> Given data:
* * * * *
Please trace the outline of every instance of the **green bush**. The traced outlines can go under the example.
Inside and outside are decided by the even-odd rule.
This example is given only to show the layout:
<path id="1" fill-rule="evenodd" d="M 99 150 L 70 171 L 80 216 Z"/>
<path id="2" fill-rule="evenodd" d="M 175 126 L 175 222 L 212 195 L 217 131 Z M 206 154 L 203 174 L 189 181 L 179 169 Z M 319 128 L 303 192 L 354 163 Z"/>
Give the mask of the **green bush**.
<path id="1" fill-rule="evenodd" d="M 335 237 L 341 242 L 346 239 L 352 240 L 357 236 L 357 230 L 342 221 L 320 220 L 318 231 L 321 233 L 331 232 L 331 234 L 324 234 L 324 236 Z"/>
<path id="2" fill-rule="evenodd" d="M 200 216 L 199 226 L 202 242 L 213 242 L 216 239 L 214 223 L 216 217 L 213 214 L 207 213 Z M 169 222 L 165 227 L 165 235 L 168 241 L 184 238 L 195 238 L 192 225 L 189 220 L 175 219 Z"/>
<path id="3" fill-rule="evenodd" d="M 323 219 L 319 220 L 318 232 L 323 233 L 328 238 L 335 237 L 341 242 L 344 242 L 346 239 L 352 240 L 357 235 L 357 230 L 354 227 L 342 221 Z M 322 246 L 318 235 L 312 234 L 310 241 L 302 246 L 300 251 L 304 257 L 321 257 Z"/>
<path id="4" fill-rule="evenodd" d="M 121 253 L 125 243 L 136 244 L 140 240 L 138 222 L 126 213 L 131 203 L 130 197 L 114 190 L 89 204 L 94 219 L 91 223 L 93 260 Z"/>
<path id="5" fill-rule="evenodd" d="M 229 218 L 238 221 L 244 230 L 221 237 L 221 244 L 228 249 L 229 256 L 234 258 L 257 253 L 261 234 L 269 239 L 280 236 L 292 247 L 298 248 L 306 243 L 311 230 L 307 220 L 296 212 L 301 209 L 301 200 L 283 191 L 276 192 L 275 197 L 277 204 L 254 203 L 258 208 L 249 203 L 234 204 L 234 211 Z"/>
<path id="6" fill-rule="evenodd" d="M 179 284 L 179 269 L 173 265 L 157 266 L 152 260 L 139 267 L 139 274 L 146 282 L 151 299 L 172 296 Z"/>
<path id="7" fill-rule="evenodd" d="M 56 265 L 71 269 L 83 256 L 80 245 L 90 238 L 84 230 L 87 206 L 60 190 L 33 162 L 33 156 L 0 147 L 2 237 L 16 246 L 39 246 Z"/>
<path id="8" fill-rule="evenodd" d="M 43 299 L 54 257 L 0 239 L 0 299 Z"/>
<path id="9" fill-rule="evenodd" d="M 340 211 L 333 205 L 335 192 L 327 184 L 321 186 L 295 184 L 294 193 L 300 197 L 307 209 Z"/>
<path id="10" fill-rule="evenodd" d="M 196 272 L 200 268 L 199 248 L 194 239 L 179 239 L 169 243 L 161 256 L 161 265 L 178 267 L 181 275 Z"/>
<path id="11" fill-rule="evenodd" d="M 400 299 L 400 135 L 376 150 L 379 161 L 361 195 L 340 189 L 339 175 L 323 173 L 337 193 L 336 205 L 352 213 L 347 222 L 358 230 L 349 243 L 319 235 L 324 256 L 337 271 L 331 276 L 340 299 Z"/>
* * * * *
> What the task asks: Reproduce the material word for word, starting with its first line and going on through the line with "99 150 L 70", both included.

> Answer in full:
Please trace the outline of every instance of the **green bush**. The traced outlines can go under the example.
Inside and outside are decided by the even-odd rule.
This example is given only to show the layout:
<path id="1" fill-rule="evenodd" d="M 99 150 L 70 171 L 80 216 Z"/>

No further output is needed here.